:: Aim of the task ::
From the material beneath, pull every line with the word "window".

----- Source material -----

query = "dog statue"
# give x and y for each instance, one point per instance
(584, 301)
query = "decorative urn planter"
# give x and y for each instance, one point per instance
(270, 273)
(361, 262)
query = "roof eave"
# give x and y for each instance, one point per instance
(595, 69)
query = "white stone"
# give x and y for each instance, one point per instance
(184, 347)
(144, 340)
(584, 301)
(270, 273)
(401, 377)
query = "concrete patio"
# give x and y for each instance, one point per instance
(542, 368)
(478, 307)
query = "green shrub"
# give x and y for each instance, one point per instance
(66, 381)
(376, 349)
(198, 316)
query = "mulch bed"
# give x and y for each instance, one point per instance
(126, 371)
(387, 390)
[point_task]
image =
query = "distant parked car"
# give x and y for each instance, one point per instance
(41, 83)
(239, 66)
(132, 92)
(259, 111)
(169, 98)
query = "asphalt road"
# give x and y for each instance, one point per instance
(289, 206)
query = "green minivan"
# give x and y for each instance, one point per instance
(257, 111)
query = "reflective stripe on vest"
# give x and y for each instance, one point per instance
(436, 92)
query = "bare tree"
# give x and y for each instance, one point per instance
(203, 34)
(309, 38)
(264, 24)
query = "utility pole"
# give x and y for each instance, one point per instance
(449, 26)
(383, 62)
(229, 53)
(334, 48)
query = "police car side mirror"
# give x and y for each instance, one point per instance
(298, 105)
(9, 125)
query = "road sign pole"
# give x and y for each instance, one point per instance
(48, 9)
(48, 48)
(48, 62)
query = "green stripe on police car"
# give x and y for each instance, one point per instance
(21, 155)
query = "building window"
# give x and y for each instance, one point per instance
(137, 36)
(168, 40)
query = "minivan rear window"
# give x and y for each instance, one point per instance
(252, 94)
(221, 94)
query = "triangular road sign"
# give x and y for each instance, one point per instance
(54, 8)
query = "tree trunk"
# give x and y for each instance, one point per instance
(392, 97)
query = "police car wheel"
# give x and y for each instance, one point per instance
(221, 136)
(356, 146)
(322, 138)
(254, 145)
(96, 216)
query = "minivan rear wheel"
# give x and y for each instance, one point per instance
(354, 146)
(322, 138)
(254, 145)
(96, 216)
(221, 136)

-----

:: Expected answer ::
query = "building window"
query = "minivan rear window"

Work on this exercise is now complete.